Saved entries:
=== Section Start ===

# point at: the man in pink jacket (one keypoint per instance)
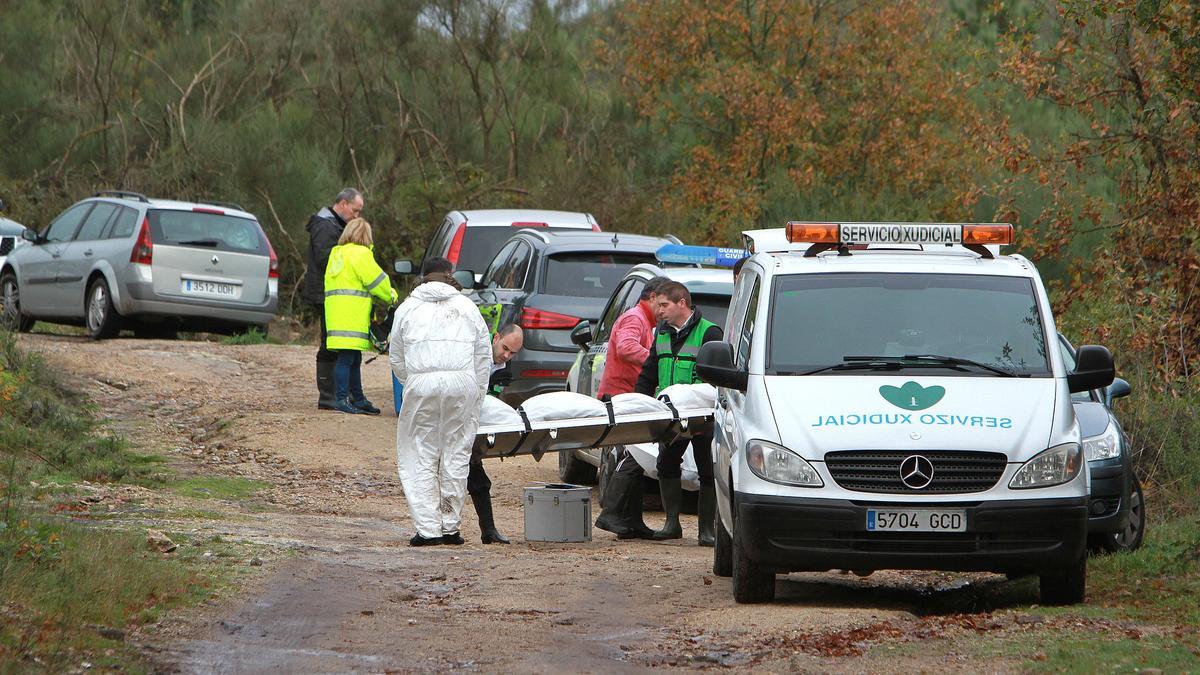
(629, 345)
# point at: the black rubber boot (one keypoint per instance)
(706, 507)
(622, 512)
(487, 531)
(671, 489)
(327, 396)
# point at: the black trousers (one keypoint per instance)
(323, 353)
(478, 483)
(670, 464)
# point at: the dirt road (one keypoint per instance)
(342, 591)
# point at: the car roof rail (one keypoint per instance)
(226, 204)
(123, 195)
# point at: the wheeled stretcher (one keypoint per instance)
(535, 437)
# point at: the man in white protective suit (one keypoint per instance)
(441, 351)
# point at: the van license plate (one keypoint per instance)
(209, 287)
(916, 520)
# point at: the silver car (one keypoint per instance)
(120, 260)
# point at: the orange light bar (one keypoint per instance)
(997, 233)
(811, 232)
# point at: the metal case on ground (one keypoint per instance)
(558, 512)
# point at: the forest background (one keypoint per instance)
(1078, 121)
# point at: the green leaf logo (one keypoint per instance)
(912, 395)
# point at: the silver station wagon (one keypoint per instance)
(120, 260)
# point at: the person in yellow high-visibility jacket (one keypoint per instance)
(352, 278)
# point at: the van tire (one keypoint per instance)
(723, 550)
(1065, 586)
(751, 583)
(100, 315)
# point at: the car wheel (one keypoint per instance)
(101, 316)
(751, 583)
(574, 470)
(723, 550)
(10, 305)
(1065, 586)
(1129, 539)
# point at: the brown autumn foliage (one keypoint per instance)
(1132, 72)
(861, 100)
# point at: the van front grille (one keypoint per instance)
(879, 471)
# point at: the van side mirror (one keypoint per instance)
(581, 335)
(1093, 369)
(1119, 389)
(466, 278)
(714, 364)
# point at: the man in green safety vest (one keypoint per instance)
(672, 360)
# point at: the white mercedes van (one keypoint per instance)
(893, 396)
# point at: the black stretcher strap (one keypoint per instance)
(612, 424)
(525, 434)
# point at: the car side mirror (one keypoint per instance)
(581, 335)
(1119, 389)
(714, 364)
(1093, 369)
(466, 278)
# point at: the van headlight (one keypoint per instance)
(1105, 446)
(1055, 466)
(779, 465)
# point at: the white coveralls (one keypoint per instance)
(439, 350)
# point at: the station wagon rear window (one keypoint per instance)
(208, 231)
(588, 275)
(819, 320)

=== Section End ===

## WHAT IS NEEDED
Without including the pictures, copy all of the data exactly.

## SOLUTION TO THE PROBLEM
# point at: the man in pink jacket (one keypoint per instance)
(629, 345)
# point at: the black rubber boot (one keypoint per instance)
(706, 507)
(622, 512)
(487, 531)
(671, 489)
(327, 396)
# point at: the black trousers (one keypoint per instance)
(323, 353)
(478, 483)
(670, 464)
# point at: the dirt road (one keypoint per instance)
(342, 591)
# point at: the car roof rail (one keypoint per instance)
(226, 204)
(123, 195)
# point at: the wheeled stretcher (one keypoint per instance)
(535, 437)
# point at: the man in white protective suit (one keypoint per instance)
(441, 351)
# point at: the van license plate (one keypoint per instance)
(209, 287)
(916, 520)
# point at: the silver car (one keypoint per instance)
(120, 260)
# point at: the orange light bar (one keypoint per instance)
(997, 233)
(811, 232)
# point at: the metal case on ground (one keypoint per instance)
(558, 512)
# point at: the forest background (one keypoint per instance)
(1078, 121)
# point at: the green leaf logo (one keypoint per instance)
(912, 395)
# point at: the silver station wagon (one keypoint per instance)
(120, 260)
# point at: the person in yellow high-visibility jacket (one keypoint per instance)
(352, 278)
# point at: the van tire (one keypoint per instance)
(723, 550)
(1065, 586)
(751, 583)
(100, 315)
# point at: the car wheel (one keypoint per instance)
(101, 316)
(751, 583)
(574, 470)
(723, 550)
(10, 305)
(1065, 586)
(1129, 539)
# point at: the brown autumn foliage (one keypoint per instance)
(1132, 72)
(861, 100)
# point at: the van front grille (one keypoint per instance)
(879, 471)
# point at: the van side mirror (one keypoint per instance)
(581, 335)
(1093, 369)
(1119, 389)
(466, 278)
(714, 364)
# point at: the man in green safety vest (one keypoint per instance)
(672, 360)
# point at: the white mercedes van (one keypoint per instance)
(893, 396)
# point at: the black stretcher strap (one keypoint per instance)
(612, 424)
(525, 434)
# point at: the car side mirror (one keypoint per instance)
(581, 335)
(1119, 389)
(714, 364)
(1093, 369)
(466, 278)
# point at: the van headlight (one keypoint per instance)
(1105, 446)
(1055, 466)
(779, 465)
# point at: the white coveralls (one keypoint per instance)
(439, 350)
# point at: the station wagon rear window (one keypoint per instance)
(208, 231)
(588, 275)
(819, 320)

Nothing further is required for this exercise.